**TEXTE CITÉ**
※ ※ ※

L’interview à eu lieu le 22 mai 2009, elle fut réalisé par Adrien Lanzinger et moi-même via Skype. L’enregistrement fut transcrit à l’écrit par Marie Dutar et traduite par Gregory Chimenton et Naïck Maurice, merci à eux.
Minisym : Quand as-tu rencontré Moondog pour la première fois ? Avais-tu déjà entendu parler de son travail avant cela ?
Stefan Lakatos : J’ai rencontré Moondog pour la première fois en 1980, le premier août dans une petite ville d’Allemagne ; Oer Erkenschwick. J’avais 13 ans, quand j’ai entendu une interview de Frank Zappa sur une radio suédoise et ils ont passé deux enregistrements de Moondog des années 50. J’ai été immédiatement fasciné par sa musique et plus précisément par le son si particulier des percussions.
Minisym : Que faisais-tu avant de le rencontrer… avant de vraiment commencer à travailler avec lui ?

※ ※ ※

**DONNÉES RELEVÉES**

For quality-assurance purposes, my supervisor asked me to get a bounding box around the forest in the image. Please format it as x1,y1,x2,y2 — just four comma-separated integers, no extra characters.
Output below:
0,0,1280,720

※ ※ ※

Reprenez l'entretien sur Moondog et poursuivez-le après sa dernière phrase. Le listing provient d'une autre source que l'entretien sur Moondog.

**RÉPONSE ATTENDUE**
Stefan : J’étudiais l’art, je voulais devenir peintre. Je faisais de la peinture et des sculptures, mais j’étais également musicien amateur. Je jouais du piano, de la flûte et un peu de percussions de toutes sortes, comme le bongo et les congas. J’ai toujours été amateur de musique. À cette époque, peut-être que j’aurais dû choisir la musique, mais c’est comme ça. Je suis devenu musicien de toute manière ! En fait, la musique est devenue ma voie quand j’ai rencontré Moondog la première fois, lorsque j’ai commencé à jouer sa musique. Je pense que c’était une bonne chose pour moi, c’était la bonne décision. Sa musique me donnait tant de plaisir !
Minisym : Au cours des années 80, Moondog a enregistré un disque en Suède, Bracelli où tu joues du trimba. Il y a très peu d’informations sur ce disque sur Internet. Peux-tu m’en dire un peu plus ?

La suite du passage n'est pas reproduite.